begin PROVIDED TEXT

If ideas do not survive without context, and if a reader is crucial for the writer, then Macherey sees a neoclassical view of the critic wherein the commentary exists equally with the text. Criticism is not a judgment of good or bad. “The work is determined: it is itself and nothing else. Here we have the beginnings of a rational method. Our discourse can be more than just a commentary because there is nothing that can be altered in the discourse of the work. Thus stabilised, if not, as we shall see, immobilised, the literary work becomes a theoretical object” (40). One thinks of medieval history, folklore, etc. They become theoretical objects. The real about which we read last week is “formulated in the discourse of work” and “always arbitrary” because it “depends entirely on the unfolding of this discourse.” between beginning and end, author and reader (p 37).

end PROVIDED TEXT
begin INFORMATION PROVIDED

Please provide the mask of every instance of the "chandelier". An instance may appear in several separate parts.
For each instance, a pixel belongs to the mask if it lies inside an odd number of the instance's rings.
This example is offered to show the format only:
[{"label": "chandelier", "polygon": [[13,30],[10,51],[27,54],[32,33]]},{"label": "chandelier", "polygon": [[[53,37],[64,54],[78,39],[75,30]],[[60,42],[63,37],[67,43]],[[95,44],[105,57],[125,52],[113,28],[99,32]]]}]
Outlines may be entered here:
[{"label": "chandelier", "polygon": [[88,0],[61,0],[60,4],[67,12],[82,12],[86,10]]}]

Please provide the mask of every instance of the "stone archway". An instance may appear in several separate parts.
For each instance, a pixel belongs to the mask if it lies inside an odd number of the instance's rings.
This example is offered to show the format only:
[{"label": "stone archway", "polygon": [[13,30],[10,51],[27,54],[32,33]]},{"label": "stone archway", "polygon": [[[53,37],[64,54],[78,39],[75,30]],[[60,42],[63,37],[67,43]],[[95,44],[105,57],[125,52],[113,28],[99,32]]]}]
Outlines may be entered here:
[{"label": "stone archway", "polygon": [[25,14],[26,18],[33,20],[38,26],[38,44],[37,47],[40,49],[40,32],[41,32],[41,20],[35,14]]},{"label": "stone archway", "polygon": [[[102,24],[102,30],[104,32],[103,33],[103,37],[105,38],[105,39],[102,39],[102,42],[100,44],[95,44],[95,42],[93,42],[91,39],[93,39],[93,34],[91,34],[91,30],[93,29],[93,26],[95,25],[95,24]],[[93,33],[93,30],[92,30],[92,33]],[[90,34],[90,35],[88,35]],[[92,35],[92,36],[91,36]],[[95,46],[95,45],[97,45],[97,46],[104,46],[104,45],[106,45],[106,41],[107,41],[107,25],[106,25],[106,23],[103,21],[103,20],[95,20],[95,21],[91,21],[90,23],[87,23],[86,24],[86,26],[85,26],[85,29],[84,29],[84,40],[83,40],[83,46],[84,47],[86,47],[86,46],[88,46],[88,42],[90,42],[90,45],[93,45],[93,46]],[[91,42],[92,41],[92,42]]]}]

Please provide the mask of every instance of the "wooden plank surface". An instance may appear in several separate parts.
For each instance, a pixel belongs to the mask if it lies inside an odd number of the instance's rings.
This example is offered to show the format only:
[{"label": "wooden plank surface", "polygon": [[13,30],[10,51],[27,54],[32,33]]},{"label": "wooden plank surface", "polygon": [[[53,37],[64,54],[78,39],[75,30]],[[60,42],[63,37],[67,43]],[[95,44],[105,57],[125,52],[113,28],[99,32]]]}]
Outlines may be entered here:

end INFORMATION PROVIDED

**TASKS TO PERFORM**
- a) Quote the passage on Macherey between "If ideas do" and "reader (p 37).", inclusive.
- b) In the passage on Macherey, what does the literary work become once it is stabilized?
- c) Carry the passage on Macherey forward from the point where it stops.
The entries have no connection to the passage on Macherey.

**THE RESPONSES**
- a)
If ideas do not survive without context, and if a reader is crucial for the writer, then Macherey sees a neoclassical view of the critic wherein the commentary exists equally with the text. Criticism is not a judgment of good or bad. “The work is determined: it is itself and nothing else. Here we have the beginnings of a rational method. Our discourse can be more than just a commentary because there is nothing that can be altered in the discourse of the work. Thus stabilised, if not, as we shall see, immobilised, the literary work becomes a theoretical object” (40). One thinks of medieval history, folklore, etc. They become theoretical objects. The real about which we read last week is “formulated in the discourse of work” and “always arbitrary” because it “depends entirely on the unfolding of this discourse.” between beginning and end, author and reader (p 37).

- b) It becomes a theoretical object.

- c)
Throughout Macherey’s production, he returns repeatedly to the question of whether any text can be an island unto itself. Balzac, when he writes of Paris, is writing about Balzac’s Paris, but he knows we can populate it with our Paris. They are not the same, and the text relies on our world. Tolstoy’s Napoleon, likewise, exists in a world where language has freedom to do what it wants without being held to our own world. “In short, a book never arrives unaccompanied: it is a figure against a background of other formations, depending on them rather than contrasting with them.” (53)

The text is understood both through what it presents to us, as well as what it excludes. Gaps and lacunae are found and, using the zeitgeist of the text’s creation, we can help produce a text. Production of literature exists in the significant ways an author alludes to our world while creating his/her own. The text, remember, is a background against other formations. The text is dependent on the world beyond it, and so the critic/reader is necessary. This is the “literary space” (62). It is the “scene of mystification.” The writer sends empty messages, or rather coded messages. We reveal the truth of the absence. The author creates with labour. We, the critic, have the “labour of elaboration” (62).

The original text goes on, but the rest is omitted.